▶ **Information shown**
>>>>>

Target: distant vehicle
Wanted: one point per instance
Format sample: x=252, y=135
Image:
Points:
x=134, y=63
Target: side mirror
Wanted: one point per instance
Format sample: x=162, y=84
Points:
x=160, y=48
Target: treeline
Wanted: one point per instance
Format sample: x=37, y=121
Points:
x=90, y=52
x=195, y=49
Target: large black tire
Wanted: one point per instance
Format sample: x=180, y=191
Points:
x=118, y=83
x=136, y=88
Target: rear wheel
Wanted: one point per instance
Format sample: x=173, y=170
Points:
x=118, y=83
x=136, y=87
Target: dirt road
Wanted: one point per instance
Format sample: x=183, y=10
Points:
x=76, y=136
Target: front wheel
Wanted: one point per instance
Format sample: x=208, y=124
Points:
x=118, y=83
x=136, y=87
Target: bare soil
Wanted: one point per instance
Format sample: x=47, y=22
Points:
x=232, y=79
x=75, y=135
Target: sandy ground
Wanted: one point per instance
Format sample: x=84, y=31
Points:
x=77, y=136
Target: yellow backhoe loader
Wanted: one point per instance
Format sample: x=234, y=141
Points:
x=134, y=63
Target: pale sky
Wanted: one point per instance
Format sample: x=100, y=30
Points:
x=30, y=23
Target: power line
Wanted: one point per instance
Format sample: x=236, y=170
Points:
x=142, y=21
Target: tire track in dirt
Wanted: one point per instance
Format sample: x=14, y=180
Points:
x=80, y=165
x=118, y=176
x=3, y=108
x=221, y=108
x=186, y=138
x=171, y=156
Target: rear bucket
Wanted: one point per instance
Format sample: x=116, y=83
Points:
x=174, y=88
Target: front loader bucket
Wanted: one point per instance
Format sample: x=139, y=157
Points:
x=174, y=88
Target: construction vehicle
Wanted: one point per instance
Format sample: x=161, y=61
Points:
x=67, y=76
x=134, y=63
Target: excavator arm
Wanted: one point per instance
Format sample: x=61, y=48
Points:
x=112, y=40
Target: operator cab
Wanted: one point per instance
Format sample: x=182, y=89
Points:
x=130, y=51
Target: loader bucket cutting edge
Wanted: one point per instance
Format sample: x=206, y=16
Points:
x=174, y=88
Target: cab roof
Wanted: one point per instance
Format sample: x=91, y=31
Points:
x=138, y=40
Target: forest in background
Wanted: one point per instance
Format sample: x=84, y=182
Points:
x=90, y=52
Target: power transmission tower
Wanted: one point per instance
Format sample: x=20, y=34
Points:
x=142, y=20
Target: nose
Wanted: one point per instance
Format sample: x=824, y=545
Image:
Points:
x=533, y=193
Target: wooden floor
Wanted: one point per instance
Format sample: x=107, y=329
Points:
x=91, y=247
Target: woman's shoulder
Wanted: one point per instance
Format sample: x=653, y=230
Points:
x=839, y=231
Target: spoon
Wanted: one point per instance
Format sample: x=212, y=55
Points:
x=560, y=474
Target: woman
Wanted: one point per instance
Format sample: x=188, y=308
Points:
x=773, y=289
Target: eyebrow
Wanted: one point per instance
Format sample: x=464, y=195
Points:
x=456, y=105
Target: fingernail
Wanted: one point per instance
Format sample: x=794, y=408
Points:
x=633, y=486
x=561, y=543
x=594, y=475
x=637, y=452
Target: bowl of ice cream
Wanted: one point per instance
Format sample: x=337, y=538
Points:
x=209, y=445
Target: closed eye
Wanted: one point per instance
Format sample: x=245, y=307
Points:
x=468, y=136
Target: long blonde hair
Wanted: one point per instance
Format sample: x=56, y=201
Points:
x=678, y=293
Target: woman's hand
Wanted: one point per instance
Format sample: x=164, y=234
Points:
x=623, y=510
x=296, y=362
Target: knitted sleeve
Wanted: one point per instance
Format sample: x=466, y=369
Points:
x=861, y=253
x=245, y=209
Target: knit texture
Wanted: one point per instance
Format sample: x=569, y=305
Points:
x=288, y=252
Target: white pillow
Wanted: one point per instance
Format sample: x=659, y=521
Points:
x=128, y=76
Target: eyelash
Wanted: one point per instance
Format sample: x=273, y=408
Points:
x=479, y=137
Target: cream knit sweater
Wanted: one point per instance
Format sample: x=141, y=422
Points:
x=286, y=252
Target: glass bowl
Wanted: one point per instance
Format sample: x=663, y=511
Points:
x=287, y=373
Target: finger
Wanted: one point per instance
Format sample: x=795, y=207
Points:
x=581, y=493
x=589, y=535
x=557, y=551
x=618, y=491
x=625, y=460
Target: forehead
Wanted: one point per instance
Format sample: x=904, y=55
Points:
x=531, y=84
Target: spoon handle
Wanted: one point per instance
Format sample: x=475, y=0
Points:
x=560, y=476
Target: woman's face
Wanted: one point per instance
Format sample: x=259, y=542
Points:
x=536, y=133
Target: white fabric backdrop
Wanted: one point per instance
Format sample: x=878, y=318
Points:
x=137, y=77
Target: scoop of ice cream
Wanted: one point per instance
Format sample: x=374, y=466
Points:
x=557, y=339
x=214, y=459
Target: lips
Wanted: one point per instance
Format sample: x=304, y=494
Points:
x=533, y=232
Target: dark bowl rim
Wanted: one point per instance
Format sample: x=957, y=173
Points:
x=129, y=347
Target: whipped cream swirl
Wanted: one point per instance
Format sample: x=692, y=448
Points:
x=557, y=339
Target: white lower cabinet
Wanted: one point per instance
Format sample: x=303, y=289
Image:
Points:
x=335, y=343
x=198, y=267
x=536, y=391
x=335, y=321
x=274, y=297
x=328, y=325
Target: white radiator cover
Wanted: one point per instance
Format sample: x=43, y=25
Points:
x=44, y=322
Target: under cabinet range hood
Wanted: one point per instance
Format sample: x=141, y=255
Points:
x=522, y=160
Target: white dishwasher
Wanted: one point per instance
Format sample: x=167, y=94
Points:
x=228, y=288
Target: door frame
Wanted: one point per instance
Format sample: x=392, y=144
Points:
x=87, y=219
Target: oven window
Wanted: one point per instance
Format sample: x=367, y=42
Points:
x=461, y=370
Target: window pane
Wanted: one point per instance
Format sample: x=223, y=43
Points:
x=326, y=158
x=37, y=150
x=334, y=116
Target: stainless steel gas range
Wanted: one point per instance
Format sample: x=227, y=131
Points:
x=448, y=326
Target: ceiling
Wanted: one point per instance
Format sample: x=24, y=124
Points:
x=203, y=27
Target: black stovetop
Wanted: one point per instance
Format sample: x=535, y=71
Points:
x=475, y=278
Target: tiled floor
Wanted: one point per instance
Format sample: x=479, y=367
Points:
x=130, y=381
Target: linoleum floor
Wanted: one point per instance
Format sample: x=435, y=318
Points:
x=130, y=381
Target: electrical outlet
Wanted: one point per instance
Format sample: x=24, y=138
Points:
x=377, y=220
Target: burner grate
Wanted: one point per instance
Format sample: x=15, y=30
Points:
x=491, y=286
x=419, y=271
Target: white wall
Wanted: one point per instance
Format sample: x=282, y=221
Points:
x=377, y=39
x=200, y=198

<<<<<

▶ **Task requirements**
Read the listing line by line, and copy each line in which the word "vehicle" is found.

▶ **Solution for this problem**
Target: distant vehicle
Target: construction vehicle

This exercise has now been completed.